Exercise requirements =>
Write out only the tail of the records, beginning at the line containing "In the photograph above, where can the bridge" and including the last line, exactly as written.

Dataset records =>
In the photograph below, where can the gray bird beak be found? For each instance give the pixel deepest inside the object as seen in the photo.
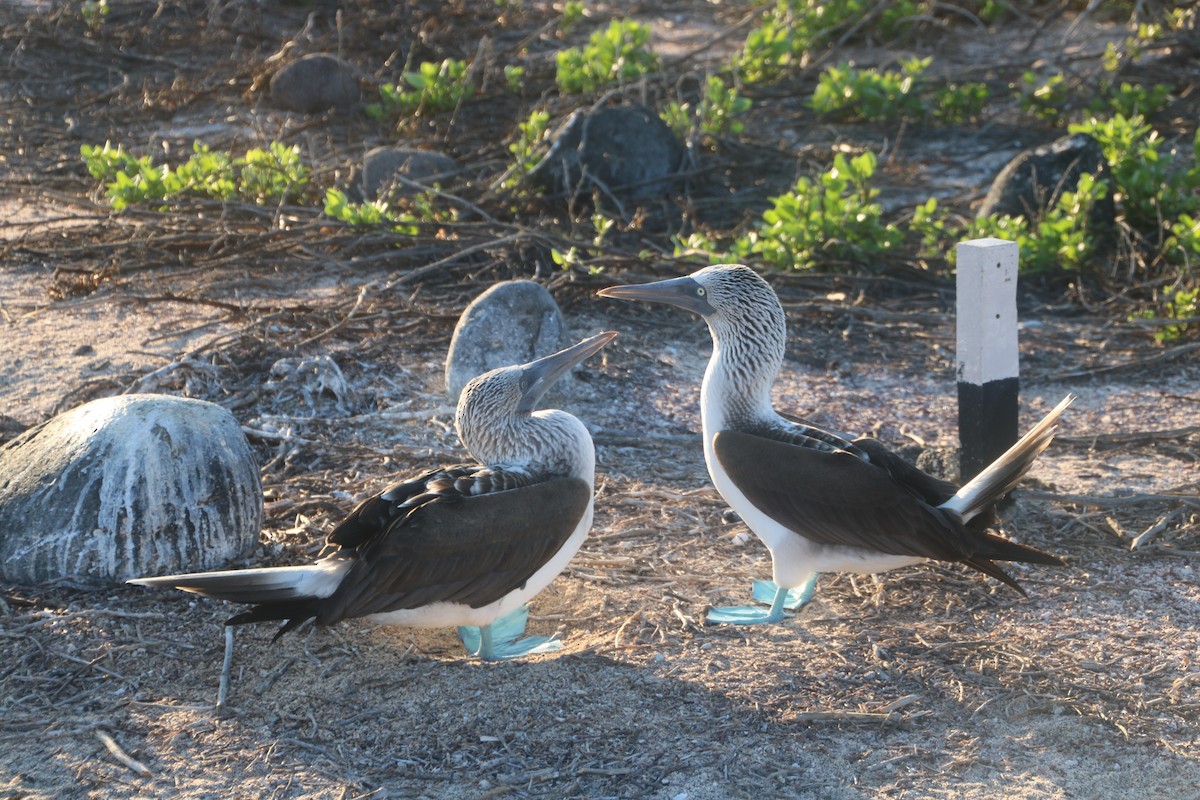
(540, 374)
(683, 293)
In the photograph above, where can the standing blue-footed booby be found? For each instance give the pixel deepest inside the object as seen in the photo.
(820, 501)
(466, 545)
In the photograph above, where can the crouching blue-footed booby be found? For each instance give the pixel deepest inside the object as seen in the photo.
(820, 501)
(466, 545)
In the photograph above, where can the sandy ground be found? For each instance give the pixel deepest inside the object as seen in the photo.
(930, 681)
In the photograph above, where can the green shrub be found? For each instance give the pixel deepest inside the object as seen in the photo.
(1153, 187)
(1062, 239)
(870, 94)
(1047, 98)
(715, 114)
(432, 88)
(873, 95)
(834, 215)
(373, 212)
(615, 54)
(265, 176)
(1175, 304)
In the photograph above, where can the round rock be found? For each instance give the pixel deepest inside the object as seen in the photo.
(1032, 181)
(383, 166)
(313, 84)
(511, 323)
(621, 151)
(124, 487)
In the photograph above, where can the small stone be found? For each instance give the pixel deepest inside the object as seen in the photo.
(515, 322)
(618, 151)
(127, 486)
(315, 83)
(382, 166)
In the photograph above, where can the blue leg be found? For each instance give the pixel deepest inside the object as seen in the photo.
(502, 639)
(766, 591)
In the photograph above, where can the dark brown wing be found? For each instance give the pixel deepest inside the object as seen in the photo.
(456, 546)
(931, 489)
(835, 498)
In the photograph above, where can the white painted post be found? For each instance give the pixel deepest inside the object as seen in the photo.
(988, 371)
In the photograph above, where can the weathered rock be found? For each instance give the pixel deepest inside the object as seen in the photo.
(511, 323)
(315, 83)
(382, 166)
(1033, 180)
(623, 152)
(124, 487)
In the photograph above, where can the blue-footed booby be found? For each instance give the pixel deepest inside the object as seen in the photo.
(466, 545)
(819, 500)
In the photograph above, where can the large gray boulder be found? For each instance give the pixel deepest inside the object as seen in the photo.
(1032, 181)
(618, 152)
(127, 486)
(313, 84)
(511, 323)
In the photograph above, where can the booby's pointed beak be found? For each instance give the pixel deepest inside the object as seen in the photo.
(541, 374)
(683, 293)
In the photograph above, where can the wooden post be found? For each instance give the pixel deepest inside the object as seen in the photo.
(988, 371)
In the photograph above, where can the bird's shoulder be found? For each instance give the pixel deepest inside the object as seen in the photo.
(802, 433)
(455, 485)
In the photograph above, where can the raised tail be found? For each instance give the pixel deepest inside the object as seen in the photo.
(277, 593)
(999, 477)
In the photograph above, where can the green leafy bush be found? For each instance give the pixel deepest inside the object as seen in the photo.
(1062, 239)
(617, 53)
(373, 212)
(1129, 100)
(267, 176)
(1151, 186)
(873, 95)
(526, 150)
(715, 114)
(1175, 304)
(835, 215)
(1047, 98)
(432, 88)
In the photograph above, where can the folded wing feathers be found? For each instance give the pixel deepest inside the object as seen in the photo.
(259, 585)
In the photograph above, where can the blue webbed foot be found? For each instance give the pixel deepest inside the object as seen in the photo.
(502, 639)
(766, 591)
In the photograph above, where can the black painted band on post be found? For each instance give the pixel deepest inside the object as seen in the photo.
(987, 423)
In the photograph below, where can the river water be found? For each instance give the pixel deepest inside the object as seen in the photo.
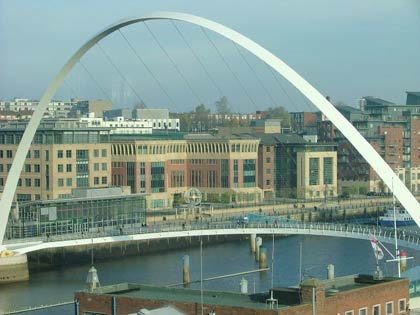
(348, 255)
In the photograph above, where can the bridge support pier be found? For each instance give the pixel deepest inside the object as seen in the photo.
(14, 269)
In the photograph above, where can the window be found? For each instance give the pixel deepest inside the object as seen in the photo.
(328, 170)
(313, 171)
(401, 306)
(389, 308)
(363, 311)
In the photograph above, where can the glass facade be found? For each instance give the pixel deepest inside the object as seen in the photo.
(158, 176)
(313, 171)
(249, 173)
(37, 218)
(328, 171)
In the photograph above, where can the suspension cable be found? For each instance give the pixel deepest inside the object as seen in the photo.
(120, 73)
(174, 64)
(254, 73)
(94, 80)
(148, 69)
(198, 59)
(229, 68)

Finished task =>
In the photograph above, where can the bridge support pier be found? For each instance give the pixel deepest inside the object as seen in the photo.
(14, 269)
In the photograph above, where can the window be found? For each instance give the pixel deepest inside the object as seen in the photo.
(328, 170)
(313, 171)
(401, 306)
(389, 308)
(363, 311)
In the photograph above, where can the glass facade be found? For each instance give the pixel deepest inside the object as seen in the photo.
(158, 176)
(313, 171)
(249, 173)
(37, 218)
(328, 171)
In the photograph above, where can the suspension cable be found? For each instance give the pixel deepest inside the object as seen in the photo.
(120, 73)
(174, 64)
(254, 73)
(94, 80)
(148, 69)
(198, 59)
(229, 68)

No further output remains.